> [TRY IT] Output all of the records exactly, word for word.

Dataset entries
+++

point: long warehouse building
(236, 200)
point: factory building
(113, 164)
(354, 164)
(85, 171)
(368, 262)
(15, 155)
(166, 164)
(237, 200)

+++

> [ANSWER TO THE PROBLEM]
point: long warehouse building
(236, 200)
point: factory building
(113, 164)
(354, 164)
(85, 171)
(368, 262)
(15, 155)
(166, 164)
(237, 200)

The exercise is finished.